> [Pointing records]:
* * * *

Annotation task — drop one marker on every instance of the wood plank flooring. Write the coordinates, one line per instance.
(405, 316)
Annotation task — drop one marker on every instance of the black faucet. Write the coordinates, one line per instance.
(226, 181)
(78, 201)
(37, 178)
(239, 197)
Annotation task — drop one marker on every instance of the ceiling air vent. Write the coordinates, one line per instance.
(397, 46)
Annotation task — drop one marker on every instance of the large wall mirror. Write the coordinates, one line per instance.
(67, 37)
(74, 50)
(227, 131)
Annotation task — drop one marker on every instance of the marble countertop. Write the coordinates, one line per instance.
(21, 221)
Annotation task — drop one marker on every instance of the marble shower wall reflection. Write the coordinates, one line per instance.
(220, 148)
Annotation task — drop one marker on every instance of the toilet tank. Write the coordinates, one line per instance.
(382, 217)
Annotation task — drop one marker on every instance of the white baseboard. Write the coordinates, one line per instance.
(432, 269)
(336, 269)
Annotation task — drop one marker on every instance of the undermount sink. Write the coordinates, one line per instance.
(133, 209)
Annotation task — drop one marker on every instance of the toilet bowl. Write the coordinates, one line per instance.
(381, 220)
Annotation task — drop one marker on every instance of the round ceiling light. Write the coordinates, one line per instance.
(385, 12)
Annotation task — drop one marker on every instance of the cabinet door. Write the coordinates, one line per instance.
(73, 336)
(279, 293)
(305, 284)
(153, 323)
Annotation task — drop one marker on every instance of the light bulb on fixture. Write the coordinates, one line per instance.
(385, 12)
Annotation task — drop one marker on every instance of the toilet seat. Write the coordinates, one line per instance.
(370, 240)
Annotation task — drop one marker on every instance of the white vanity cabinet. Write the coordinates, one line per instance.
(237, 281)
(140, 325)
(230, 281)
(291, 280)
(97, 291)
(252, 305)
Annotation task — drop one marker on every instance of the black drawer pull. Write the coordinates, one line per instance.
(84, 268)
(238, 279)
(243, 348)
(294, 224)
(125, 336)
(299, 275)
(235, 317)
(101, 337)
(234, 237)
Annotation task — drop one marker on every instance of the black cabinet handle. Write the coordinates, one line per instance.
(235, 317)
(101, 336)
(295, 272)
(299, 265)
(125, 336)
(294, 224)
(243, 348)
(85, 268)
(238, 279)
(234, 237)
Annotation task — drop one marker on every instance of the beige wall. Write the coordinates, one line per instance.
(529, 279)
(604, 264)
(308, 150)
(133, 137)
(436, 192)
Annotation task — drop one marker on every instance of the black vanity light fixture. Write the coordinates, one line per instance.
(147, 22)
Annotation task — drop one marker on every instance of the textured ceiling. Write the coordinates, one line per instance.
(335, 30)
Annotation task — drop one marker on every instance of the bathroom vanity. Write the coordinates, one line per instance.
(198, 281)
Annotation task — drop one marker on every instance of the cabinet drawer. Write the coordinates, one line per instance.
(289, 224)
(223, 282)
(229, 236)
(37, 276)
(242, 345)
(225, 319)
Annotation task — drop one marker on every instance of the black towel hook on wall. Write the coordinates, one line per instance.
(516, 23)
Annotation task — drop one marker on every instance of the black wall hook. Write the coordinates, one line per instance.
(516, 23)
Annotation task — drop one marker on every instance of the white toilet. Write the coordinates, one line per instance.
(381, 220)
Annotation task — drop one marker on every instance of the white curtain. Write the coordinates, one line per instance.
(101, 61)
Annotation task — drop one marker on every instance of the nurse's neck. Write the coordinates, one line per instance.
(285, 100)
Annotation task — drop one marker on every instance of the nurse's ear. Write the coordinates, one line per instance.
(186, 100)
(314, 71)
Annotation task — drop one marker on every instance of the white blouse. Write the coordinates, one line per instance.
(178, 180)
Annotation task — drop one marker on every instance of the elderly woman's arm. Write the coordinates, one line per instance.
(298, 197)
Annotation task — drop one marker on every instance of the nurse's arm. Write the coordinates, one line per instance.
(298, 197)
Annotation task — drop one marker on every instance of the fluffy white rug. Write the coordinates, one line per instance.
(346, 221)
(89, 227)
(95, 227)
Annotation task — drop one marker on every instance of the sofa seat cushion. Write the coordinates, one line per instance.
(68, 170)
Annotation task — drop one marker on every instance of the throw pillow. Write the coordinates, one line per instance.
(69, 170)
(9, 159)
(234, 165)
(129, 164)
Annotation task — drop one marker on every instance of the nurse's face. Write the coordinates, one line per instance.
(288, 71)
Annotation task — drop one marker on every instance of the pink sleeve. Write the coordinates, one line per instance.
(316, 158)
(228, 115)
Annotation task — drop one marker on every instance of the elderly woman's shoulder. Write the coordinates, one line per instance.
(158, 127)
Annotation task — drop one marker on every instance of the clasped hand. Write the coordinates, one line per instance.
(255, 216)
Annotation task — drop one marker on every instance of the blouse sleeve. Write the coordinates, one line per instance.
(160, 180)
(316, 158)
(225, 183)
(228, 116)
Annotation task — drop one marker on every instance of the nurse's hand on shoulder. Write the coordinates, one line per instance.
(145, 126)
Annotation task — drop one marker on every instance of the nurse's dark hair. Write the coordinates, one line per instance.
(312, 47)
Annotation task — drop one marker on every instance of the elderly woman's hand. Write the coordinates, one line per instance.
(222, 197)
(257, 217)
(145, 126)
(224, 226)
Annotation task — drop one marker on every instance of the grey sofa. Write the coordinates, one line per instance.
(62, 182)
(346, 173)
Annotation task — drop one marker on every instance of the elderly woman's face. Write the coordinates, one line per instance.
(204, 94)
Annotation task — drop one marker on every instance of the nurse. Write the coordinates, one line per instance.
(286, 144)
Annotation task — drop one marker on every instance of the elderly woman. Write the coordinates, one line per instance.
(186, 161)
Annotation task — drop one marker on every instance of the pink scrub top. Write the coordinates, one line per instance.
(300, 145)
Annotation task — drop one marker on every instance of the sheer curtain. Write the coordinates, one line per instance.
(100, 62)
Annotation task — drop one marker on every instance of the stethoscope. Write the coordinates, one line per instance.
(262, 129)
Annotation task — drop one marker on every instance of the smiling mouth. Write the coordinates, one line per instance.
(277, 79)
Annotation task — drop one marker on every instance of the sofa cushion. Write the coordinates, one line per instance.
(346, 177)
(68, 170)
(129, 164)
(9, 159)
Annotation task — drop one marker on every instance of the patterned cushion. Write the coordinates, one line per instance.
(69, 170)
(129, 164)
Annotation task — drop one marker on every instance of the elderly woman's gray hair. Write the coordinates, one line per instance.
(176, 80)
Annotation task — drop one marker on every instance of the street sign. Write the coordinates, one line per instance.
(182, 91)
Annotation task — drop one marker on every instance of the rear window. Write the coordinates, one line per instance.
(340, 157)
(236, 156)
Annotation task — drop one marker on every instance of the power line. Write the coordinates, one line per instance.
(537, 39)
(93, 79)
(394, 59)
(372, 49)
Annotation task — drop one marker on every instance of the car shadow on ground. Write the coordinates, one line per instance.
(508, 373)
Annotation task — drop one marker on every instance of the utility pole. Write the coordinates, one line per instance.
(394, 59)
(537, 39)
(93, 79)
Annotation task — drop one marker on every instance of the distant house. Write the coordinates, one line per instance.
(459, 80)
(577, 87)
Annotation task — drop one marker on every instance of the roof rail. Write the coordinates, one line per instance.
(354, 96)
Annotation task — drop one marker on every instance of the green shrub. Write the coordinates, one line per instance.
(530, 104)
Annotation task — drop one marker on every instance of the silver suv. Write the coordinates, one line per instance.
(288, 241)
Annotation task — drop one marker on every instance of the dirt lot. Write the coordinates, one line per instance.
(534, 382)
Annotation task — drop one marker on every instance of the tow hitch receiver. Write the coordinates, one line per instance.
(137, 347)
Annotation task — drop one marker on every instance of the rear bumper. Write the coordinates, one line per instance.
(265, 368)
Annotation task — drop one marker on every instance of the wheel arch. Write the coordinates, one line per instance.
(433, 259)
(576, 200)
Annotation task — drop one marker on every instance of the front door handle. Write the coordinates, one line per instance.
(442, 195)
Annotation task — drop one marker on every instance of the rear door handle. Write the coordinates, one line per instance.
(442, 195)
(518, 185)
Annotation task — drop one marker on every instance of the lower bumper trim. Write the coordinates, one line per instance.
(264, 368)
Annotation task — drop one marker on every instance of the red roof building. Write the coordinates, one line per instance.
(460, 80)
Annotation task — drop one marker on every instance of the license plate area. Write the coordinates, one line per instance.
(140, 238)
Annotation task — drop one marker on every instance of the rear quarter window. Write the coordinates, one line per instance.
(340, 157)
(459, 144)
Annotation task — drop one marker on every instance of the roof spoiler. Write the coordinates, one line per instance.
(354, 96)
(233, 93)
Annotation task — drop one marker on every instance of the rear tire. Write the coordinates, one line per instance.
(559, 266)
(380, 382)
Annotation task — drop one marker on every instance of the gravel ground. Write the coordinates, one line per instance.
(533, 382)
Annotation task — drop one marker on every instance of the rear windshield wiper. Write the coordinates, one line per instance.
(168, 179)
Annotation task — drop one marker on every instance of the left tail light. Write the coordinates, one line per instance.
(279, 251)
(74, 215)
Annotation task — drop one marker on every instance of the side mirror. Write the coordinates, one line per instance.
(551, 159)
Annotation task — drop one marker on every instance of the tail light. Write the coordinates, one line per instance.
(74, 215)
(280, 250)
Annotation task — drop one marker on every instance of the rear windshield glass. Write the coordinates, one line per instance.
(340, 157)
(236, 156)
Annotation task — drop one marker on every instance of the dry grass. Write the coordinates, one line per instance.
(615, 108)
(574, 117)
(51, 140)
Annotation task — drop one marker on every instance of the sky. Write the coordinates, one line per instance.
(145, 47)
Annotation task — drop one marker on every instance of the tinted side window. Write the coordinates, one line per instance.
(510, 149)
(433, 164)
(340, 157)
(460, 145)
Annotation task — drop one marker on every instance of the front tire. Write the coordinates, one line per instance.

* * * *

> [What to do]: Quote exactly what appears from the line containing "the rear quarter" through the final line of the listing above, including both of those lines.

> [Solution to this task]:
Annotation task — drop one marker on every instance of the rear quarter window. Write the coordinates, one line per instance.
(340, 157)
(459, 144)
Annotation task — drop one marker on every instance of the roof spoiler. Write the coordinates, one line per instance.
(354, 96)
(233, 93)
Annotation task — drop one marker on every instance of the rear tire. Write the coordinates, one line per instance.
(559, 266)
(380, 382)
Annotation task — drop one marker on every instance of the gravel ground. Write the coordinates, one line per instance.
(533, 382)
Annotation task — drop one marker on every instance of the rear windshield wiper. Write the coordinates, one line per instance.
(168, 179)
Annotation task — drop one marker on every instance of the left tail light. Write the coordinates, one line per instance.
(279, 251)
(74, 215)
Annotation task — drop one marker on every instance of the side mirror. Write the coordinates, one line per instance.
(551, 159)
Annotation task — drop one marker on every instance of the tail light. Write the coordinates, one line per instance.
(74, 215)
(280, 250)
Annotation task — drop one marker on every instance of the rear windshield glass. Write the coordinates, one line per instance.
(340, 157)
(236, 156)
Annotation task — drop one marker on every instance of the dry grass. Write the coordinates, one line per instance.
(615, 108)
(574, 117)
(51, 140)
Annotation task — drop one marker on every instance of the sky. Write the coordinates, one line per instance.
(145, 47)
Annotation task — drop one marker on every instance of the tinted side window. Write the coordinates, one line per instance.
(510, 149)
(433, 164)
(340, 157)
(460, 145)
Annotation task — drop one marker on every instance of the front tire. Write the coordinates, one line per instance.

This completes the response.